■ Passage for review ■
I was sitting still, gazing across at the marsh… perhaps you get tired of reading that; if so, many apologies. The fact is that I have yet to get tired of sitting and the gazing across marshes.
A bird was in sight for about half a second, getting on for a mile away, no time for the bins. But I knew what it was at once, not a shred of doubt on the matter. It was a female marsh harrier.
A few second later she appeared again, and this time I had a proper view: long wings, carried in the classic dihedral, long tail, mostly dark brown but with a creamy head.
I didn’t need that confirmation. I knew her because I expected to see her, this being her place, and because I knew the cut of her jib.
Birders talk about jizz: the ability to know a bird from information you’d be hard put to analyse. You know because you know: because you have done a lot of looking and your brain has stored a lot of visual information.

■ Dataset section ■
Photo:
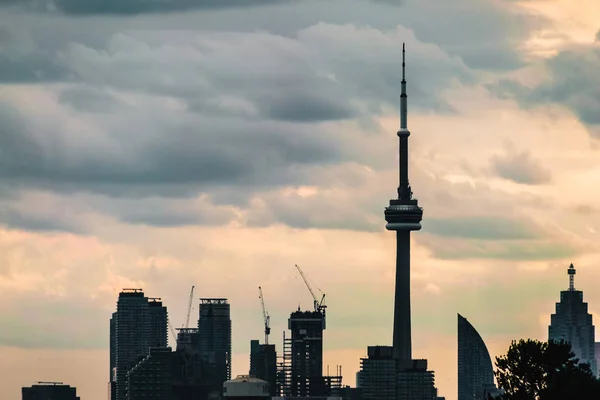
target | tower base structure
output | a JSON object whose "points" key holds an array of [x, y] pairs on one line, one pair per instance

■ Exercise A ■
Answer these questions from the passage about the marsh harrier:
(i) How far away was the bird when it was first in sight?
(ii) What color was the bird's head?
(iii) What word do birders use for knowing a bird from information that is hard to analyze?
■ Exercise B ■
Pick up the passage about watching a marsh harrier from the point where it stops, and carry it on in the same voice.

■ Output A ■
(i) Getting on for a mile away.
(ii) Creamy.
(iii) Jizz.

■ Output B ■
Just as you recognise your beloved without difficulty from the opposite end of Liverpool Street Station in the pre-virus rush-hour, so I can recognise a marsh harrier above this chunk of marsh from minimal clues.
And that is the greatest privilege of all: not the small birding skill but the much deeper pleasure of familiarity.
Marsh harriers have damn near gone extinct in this country twice: first during the Victorian persecution, which got rid of them entirely, and second, by pesticides; they were down to a single English pair in 1971.
But right now I see them every day, and know them well enough to recognise them when I hardly see them at all. That’s great just because it’s great – but it also reminds me that just occasionally, we humans can do something right.